■ Required action ■
With nothing left out, repeat every entry exactly.

Dataset entries
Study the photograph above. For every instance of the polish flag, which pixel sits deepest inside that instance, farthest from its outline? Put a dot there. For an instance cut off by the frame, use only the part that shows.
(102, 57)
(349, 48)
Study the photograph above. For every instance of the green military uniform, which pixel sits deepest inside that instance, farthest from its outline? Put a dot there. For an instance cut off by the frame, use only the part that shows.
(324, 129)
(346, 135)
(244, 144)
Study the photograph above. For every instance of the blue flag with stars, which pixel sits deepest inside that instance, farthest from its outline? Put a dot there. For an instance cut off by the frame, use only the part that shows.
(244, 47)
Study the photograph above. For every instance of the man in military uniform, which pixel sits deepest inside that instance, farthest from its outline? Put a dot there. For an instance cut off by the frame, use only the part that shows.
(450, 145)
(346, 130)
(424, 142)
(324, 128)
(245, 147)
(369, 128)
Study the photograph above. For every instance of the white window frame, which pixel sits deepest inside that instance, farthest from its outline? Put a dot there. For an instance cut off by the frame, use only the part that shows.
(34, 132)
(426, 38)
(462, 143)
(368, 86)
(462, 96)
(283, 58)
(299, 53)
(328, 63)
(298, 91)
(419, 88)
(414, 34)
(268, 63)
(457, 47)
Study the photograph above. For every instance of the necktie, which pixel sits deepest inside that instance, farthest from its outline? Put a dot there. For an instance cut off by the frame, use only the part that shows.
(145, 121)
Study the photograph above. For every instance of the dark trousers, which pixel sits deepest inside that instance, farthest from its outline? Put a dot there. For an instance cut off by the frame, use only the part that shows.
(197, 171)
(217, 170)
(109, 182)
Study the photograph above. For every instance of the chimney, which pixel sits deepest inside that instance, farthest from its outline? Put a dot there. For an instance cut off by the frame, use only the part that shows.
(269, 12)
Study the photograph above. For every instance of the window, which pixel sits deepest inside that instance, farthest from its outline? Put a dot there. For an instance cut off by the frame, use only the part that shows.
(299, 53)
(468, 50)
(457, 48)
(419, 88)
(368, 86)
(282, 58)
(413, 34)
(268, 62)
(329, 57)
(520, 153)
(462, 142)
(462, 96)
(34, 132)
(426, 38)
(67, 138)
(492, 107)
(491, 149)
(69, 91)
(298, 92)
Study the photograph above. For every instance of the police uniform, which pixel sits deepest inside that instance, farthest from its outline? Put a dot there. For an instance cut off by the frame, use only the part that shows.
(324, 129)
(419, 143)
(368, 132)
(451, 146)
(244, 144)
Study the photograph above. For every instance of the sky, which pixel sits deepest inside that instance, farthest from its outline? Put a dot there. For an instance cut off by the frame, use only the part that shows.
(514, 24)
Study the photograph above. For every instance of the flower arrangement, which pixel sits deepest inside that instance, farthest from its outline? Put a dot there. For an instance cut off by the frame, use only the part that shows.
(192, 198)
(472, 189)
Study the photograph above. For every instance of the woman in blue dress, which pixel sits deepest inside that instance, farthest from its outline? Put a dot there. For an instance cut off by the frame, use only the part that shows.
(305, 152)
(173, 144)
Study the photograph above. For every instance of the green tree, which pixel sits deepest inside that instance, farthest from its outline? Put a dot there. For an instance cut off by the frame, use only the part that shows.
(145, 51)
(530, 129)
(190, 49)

■ Result for this task ■
Study the photograph above. For every instance of the polish flag, which pixel sits deepest inside that instance, farthest from its outline? Put a dot there. For an instance cut off by the frame, use only the part that shows.
(102, 57)
(349, 48)
Study the photograph above. For every instance of the green military uniform, which pixel sits deepest inside that instance, farthest from its outline? Put a dot there. For an instance cut off by the frame, use only the part that shows.
(324, 129)
(346, 135)
(244, 144)
Study the photograph above. For every instance of the blue flag with stars, which pixel sits deepest inside that instance, farthest from its outline? Put a dot there. For an instance cut off by the frame, use only the part that shows.
(244, 47)
Study the photograph above. For every instance of the man in military uniform, which pixel sits deepest inside that instance, farthest from its outline? Put a dot there. For an instance cut off by the frame, use only the part that shows.
(450, 145)
(346, 130)
(424, 142)
(324, 128)
(245, 147)
(369, 128)
Study the photograph above. For every instance of the white window frame, which pixel sits deepest inside that instance, farthest from its outline? Put a dot there. For an instance cut off by the frame, use only the part that shows.
(34, 132)
(426, 38)
(462, 143)
(368, 86)
(462, 96)
(283, 58)
(299, 53)
(328, 63)
(298, 91)
(419, 88)
(414, 34)
(268, 63)
(457, 47)
Study the photograph above. For every instance of the necktie, which pixel sits deepest inside that instance, farthest from its outline? Put a dot there. For an instance cut off by the frame, use only the part that shows.
(145, 121)
Study the photograph above. For every instance of the dark trousers, which pixel sits deepest inside that instance, farthest from its outline? Put a dot there. For an instance cut off by the frame, use only the part that shows.
(197, 171)
(217, 170)
(109, 182)
Study the photograph above. For every instance of the chimney, which pixel sits deepest inside that instance, farthest from its outline? Put a dot there. For an instance cut off by the frame, use only the part that shows.
(269, 12)
Study the photograph above. For every instance of the window, which pixel sits deepest inside that instance, farthest from its outline? Put a dot there. For an instance cut off by the frame, use only the part that shows.
(299, 53)
(468, 50)
(457, 48)
(419, 88)
(368, 86)
(282, 58)
(413, 34)
(268, 62)
(329, 57)
(520, 153)
(462, 142)
(462, 96)
(34, 132)
(426, 38)
(67, 138)
(492, 107)
(491, 149)
(69, 91)
(298, 92)
Study the photograph above. For every instance of the police uniform, which pixel sits deepest inside that instance, farthest from its outline? Put a dot there. For an instance cut off by the frame, use only the part that shows.
(324, 129)
(419, 143)
(368, 132)
(451, 146)
(244, 144)
Study the photograph above. For every instance of the sky, which pixel sits deepest inside that instance, farthest from its outline? Put a dot there. For an instance cut off by the frame, use only the part that shows.
(514, 24)
Study the photograph above. For every instance of the flower arrangement, which pixel sits deepest inside that instance, farthest from its outline? Put a dot there. For an instance cut off by the frame, use only the part that shows.
(192, 198)
(472, 189)
Study the photograph above. For every instance of the woman in blue dress, which pixel sits deepest inside that instance, farthest from its outline? Put a dot there. For an instance cut off by the frame, use only the part that shows.
(305, 152)
(173, 144)
Study the photograph above. For every instance of the green tree, which pixel sits deepest inside that instance, farthest from its outline? Put a dot there. For an instance cut off by the frame, use only the part that shows.
(145, 51)
(530, 129)
(190, 49)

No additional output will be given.